TASK DETAILS
In the text on Poland's tax on income from buildings, what monthly rate is applied to the tax base?

EXTRACT
+-------+

Tax on income from buildings. Settlement, doubts, refund applications
- Corporate tax, INSIGHT, Trochę o CIT
- 4 minuty
What is the tax on income from buildings?
The tax on income from buildings has been in effect in Polish law since January 1, 2018. This tax, commonly referred to as the “minimum tax on buildings,” is a solution designed to ensure effective taxation of entities operating in the real estate sector.
Who is subject to the tax on income from buildings?
The current regulations establish four conditions that determine whether a taxpayer is subject to the tax on income from buildings. This tax is due on income from a fixed asset that is a building, which:
- is owned or co-owned by the taxpayer;
- is a property asset related to conducted business activity;
- has been fully or partially made available for use based on a lease, tenancy, or other similar contract (the list is open, which causes practical doubts);
- is located in the territory of the Republic of Poland.
How to calculate the minimum tax on buildings?
The tax has a distinctive structure, as its amount depends on a specifically defined income and certain property assets.
The taxable income is the initial value of the fixed asset, determined on the first day of each month, according to the maintained records. In the month when the fixed asset is included in the records, the income corresponds to the initial value determined on the day the asset is entered into the records.
The tax base is the sum of income from individual buildings, reduced by the amount of PLN 10,000,000.
The reduction of the tax base demonstrates the legislator’s intention to target taxpayers owning high-value real estate. The tax on income from buildings should be calculated monthly and paid by the 20th day of the month following the one in which the tax is due. The tax rate is 0.035% of the tax base for each month.
Practical problems in the tax on income from buildings
Several years of applying the regulations regarding the minimum income tax on buildings have led to numerous doubts among taxpayers. Below, we present selected issues that have been the subject of disputes.
What if only part of the building is made available for use?
The legislator has regulated situations where the taxpayer makes only part of the building’s area available for use. In such cases, the taxpayer should determine the income proportionally to the share of the usable area made available for use under the relevant contracts compared to the total usable area of the building.
In practice, doubts have arisen regarding common areas in the context of properly calculating the proportion.
Is a hotel agreement considered a contract of a similar nature to a lease or tenancy?

+-------+

GIVEN DATA
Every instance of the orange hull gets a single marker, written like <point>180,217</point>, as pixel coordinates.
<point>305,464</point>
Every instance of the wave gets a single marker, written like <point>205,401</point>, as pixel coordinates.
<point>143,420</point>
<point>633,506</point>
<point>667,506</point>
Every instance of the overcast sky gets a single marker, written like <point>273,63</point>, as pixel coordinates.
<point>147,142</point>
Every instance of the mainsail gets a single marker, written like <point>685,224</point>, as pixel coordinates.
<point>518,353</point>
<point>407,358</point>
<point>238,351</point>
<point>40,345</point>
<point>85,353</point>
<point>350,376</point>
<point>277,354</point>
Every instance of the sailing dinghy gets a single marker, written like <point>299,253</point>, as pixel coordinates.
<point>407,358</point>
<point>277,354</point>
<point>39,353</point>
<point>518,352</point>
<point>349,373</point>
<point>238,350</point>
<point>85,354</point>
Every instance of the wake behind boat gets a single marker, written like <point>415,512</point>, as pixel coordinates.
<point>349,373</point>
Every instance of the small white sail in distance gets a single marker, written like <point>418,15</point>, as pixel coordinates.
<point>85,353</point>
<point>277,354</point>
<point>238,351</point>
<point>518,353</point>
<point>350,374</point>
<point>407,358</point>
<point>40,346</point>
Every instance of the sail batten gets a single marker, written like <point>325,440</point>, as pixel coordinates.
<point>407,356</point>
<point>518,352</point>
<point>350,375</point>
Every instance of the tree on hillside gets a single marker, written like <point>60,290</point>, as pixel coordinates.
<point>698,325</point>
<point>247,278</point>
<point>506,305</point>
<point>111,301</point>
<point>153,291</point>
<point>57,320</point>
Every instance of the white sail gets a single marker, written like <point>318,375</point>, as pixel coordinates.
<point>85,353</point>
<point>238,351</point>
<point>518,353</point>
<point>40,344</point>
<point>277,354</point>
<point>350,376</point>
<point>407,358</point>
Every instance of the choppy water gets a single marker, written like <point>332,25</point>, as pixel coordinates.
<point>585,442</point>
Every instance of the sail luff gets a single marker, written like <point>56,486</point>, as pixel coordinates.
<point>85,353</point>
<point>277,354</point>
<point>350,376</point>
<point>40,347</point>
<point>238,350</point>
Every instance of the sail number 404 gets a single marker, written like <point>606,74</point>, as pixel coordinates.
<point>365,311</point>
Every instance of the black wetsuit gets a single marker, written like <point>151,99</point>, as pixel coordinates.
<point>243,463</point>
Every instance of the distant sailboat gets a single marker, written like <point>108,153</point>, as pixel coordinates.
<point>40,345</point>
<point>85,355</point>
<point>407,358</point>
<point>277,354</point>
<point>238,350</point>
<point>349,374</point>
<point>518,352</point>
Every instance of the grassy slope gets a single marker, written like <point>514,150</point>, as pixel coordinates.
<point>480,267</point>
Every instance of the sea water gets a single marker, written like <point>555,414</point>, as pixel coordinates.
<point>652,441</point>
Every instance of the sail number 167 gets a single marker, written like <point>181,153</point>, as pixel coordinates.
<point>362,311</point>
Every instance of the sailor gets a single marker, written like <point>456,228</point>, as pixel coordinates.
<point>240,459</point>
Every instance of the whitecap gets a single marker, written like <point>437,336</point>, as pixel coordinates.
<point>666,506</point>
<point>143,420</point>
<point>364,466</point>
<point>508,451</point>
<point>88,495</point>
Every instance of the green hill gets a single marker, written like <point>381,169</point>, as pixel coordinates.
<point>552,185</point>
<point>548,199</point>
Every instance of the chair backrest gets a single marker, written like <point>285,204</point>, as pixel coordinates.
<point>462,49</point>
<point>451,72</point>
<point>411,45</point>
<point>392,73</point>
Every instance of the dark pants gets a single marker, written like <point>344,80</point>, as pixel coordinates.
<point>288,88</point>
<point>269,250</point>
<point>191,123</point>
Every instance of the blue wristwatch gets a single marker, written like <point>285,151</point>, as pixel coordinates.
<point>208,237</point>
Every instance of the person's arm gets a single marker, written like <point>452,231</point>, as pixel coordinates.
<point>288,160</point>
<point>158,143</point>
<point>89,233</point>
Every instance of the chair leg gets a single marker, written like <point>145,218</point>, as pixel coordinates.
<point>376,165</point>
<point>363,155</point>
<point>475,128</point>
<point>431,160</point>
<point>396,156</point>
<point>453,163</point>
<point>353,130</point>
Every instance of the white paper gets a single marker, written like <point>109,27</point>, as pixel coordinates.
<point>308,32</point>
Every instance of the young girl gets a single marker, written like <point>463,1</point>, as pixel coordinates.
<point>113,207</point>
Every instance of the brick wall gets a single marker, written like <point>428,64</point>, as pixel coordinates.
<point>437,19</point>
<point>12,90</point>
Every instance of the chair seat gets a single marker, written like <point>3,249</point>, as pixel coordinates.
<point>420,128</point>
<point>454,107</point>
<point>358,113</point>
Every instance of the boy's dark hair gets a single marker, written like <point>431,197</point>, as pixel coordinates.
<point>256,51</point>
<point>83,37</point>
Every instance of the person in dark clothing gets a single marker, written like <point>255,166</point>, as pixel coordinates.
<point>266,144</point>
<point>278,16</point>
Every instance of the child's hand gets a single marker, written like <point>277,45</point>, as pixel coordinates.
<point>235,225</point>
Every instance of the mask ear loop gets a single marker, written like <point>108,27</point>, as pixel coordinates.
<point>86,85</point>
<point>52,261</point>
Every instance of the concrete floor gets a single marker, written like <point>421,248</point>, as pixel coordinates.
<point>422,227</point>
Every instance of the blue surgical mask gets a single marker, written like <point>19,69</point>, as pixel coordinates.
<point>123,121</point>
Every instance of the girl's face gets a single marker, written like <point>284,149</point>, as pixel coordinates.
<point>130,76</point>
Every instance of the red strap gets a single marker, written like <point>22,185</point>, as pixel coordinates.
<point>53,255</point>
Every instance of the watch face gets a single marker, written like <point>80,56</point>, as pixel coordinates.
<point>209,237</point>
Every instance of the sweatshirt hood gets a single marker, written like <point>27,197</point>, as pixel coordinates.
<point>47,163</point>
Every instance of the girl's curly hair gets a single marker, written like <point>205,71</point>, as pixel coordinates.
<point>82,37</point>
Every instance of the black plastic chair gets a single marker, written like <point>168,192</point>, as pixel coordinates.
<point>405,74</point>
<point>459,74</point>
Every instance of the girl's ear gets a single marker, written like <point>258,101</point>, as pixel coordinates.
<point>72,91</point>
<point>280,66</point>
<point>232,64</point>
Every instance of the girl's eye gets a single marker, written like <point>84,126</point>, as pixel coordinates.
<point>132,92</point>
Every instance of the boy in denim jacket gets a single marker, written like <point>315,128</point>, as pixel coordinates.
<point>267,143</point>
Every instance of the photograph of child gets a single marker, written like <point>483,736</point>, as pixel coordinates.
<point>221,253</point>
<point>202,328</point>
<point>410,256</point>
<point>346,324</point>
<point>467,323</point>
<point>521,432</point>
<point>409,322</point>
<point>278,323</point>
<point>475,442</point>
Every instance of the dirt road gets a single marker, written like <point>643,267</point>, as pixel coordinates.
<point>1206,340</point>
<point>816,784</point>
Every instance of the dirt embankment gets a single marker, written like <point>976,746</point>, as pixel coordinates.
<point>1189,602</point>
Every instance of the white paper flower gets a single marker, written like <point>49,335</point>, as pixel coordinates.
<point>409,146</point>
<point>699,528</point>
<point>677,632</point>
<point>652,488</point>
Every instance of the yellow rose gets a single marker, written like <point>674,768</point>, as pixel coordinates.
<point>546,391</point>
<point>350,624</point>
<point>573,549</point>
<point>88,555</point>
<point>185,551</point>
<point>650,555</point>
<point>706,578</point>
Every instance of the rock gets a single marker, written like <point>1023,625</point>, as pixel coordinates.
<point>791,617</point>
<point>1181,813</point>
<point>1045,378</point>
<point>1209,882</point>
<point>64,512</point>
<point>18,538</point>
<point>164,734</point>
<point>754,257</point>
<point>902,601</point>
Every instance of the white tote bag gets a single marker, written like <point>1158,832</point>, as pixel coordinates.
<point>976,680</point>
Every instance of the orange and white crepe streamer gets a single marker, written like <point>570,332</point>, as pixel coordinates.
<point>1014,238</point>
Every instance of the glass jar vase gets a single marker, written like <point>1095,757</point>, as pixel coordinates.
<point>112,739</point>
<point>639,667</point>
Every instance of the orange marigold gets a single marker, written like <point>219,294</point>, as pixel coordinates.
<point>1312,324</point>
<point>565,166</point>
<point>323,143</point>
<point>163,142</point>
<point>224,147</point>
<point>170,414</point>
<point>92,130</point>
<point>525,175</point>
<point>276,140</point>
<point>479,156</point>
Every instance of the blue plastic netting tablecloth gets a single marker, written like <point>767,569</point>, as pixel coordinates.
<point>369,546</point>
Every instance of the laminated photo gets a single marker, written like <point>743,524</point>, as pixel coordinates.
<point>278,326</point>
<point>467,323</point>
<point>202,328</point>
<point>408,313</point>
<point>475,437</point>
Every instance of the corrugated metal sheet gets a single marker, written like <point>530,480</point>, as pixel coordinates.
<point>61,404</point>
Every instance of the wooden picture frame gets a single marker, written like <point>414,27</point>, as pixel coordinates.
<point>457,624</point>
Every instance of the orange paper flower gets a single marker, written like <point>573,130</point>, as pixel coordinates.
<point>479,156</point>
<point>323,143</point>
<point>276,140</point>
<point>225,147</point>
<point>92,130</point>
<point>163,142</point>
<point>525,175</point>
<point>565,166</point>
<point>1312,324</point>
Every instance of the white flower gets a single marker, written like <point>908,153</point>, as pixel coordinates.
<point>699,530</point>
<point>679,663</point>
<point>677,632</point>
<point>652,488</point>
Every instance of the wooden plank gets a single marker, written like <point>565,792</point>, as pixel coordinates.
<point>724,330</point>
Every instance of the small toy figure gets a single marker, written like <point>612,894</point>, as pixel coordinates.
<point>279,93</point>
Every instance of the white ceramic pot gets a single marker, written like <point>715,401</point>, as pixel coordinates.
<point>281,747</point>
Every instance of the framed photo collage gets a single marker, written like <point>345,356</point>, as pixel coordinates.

+-------+

WRITTEN REPLY
0.035% of the tax base for each month.